WORK REQUEST
The data should be restated word for word, in full.

Stored data entries

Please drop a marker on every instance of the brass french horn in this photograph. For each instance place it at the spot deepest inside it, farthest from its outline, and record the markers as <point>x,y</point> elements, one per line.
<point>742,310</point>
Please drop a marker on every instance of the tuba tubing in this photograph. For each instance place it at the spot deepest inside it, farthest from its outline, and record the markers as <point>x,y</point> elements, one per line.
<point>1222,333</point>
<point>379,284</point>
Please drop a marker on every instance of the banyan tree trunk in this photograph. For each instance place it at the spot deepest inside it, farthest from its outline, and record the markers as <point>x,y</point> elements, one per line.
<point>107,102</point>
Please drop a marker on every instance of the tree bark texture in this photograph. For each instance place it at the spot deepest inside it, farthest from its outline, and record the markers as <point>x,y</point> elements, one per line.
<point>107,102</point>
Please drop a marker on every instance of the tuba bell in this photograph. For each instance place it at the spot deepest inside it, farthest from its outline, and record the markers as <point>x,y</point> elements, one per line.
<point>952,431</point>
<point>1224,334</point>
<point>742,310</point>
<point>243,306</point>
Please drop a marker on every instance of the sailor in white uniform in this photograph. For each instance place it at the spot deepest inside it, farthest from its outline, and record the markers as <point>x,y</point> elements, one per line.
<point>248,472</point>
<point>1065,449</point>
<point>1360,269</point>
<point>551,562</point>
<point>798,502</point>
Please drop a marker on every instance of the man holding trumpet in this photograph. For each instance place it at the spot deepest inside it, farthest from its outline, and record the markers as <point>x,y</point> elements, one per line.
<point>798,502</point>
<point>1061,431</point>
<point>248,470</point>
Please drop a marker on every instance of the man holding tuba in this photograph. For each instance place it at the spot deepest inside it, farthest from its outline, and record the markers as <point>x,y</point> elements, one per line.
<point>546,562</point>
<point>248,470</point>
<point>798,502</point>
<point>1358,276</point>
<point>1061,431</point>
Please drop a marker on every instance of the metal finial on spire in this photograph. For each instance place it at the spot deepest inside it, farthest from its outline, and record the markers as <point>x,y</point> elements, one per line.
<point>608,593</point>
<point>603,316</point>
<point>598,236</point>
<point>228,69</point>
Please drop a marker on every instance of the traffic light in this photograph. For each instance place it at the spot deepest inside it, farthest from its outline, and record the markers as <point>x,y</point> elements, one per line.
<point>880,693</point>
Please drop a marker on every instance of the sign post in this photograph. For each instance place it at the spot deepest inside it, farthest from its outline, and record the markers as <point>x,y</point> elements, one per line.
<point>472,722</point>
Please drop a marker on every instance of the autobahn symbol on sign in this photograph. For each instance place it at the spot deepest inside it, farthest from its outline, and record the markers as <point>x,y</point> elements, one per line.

ANSWER TO THIS TASK
Please drop a marker on every instance of the brass french horn in this photograph. For each instance place it at the spot deepest inside it, farthest from its outline, and record the markers as <point>x,y</point> elements, one per line.
<point>742,310</point>
Please drop a marker on every instance of the tuba tubing in this photograph. For each instance place it at the spot deepest inside it, farthest from its outline, and record the markers as <point>x,y</point> elements, one per line.
<point>1222,333</point>
<point>379,284</point>
Please drop a marker on every instance of the banyan tree trunk in this photograph. For each instance place it at the spot deepest inside it, farthest from its outline, and record the markers as <point>x,y</point> elements, one per line.
<point>107,102</point>
Please drop a marker on every instance of the tree bark texture in this photograph. For each instance place it at the spot deepest inside it, farthest from its outline, and record the markers as <point>x,y</point> elements, one per line.
<point>107,102</point>
Please drop a marker on every instance of the tuba bell in this photograph. For each instance place it at the spot deepest inside it, farthest from its outline, and record the markers as <point>x,y</point> elements, one per line.
<point>952,431</point>
<point>1224,334</point>
<point>742,310</point>
<point>243,306</point>
Please drop a marker on every instance of the sailor in white uniform in this photograph. For each instance place it at the spot deepest inside it, farthest from its outline, and record the markers as <point>x,y</point> elements, one per line.
<point>248,472</point>
<point>1065,449</point>
<point>1360,269</point>
<point>551,562</point>
<point>798,502</point>
Please drop a marker on every instance of the man holding trumpet in this photograph. For each instance place it at the spot deepest inside it, farthest from its outline, and record the markers as <point>x,y</point> elements, one per line.
<point>798,502</point>
<point>1061,431</point>
<point>248,470</point>
Please drop a marker on every instance of the man holding tuba in this photograph. For each instance place it at the spot deepest inside it, farthest from its outline, and record the markers as <point>x,y</point> elements, one per line.
<point>546,562</point>
<point>248,470</point>
<point>798,502</point>
<point>1358,276</point>
<point>1061,431</point>
Please drop a marker on every instance of the metal finial on spire in this photograph. For each instance place it at the spot deepest inside it, farthest from its outline, and record the markers as <point>x,y</point> elements, one per line.
<point>608,593</point>
<point>603,316</point>
<point>598,236</point>
<point>228,69</point>
Please drop a marker on every instance of the traffic light in this photograph. For each instance place it at the spot deepest inside it, farthest from its outline, and record the markers as <point>x,y</point> elements, one per line.
<point>880,693</point>
Please drop a marker on every instance of the sign post in this photograph. For each instance place it at the spot deepest inside it, farthest from its outline, and record the markers as <point>x,y</point> elements, one per line.
<point>472,722</point>
Please drop a marker on every instance of the autobahn symbol on sign in this photograph. For each instance place it at the spot deepest inside it, farthest from its outline, and record the markers as <point>x,y</point> elements, one per line.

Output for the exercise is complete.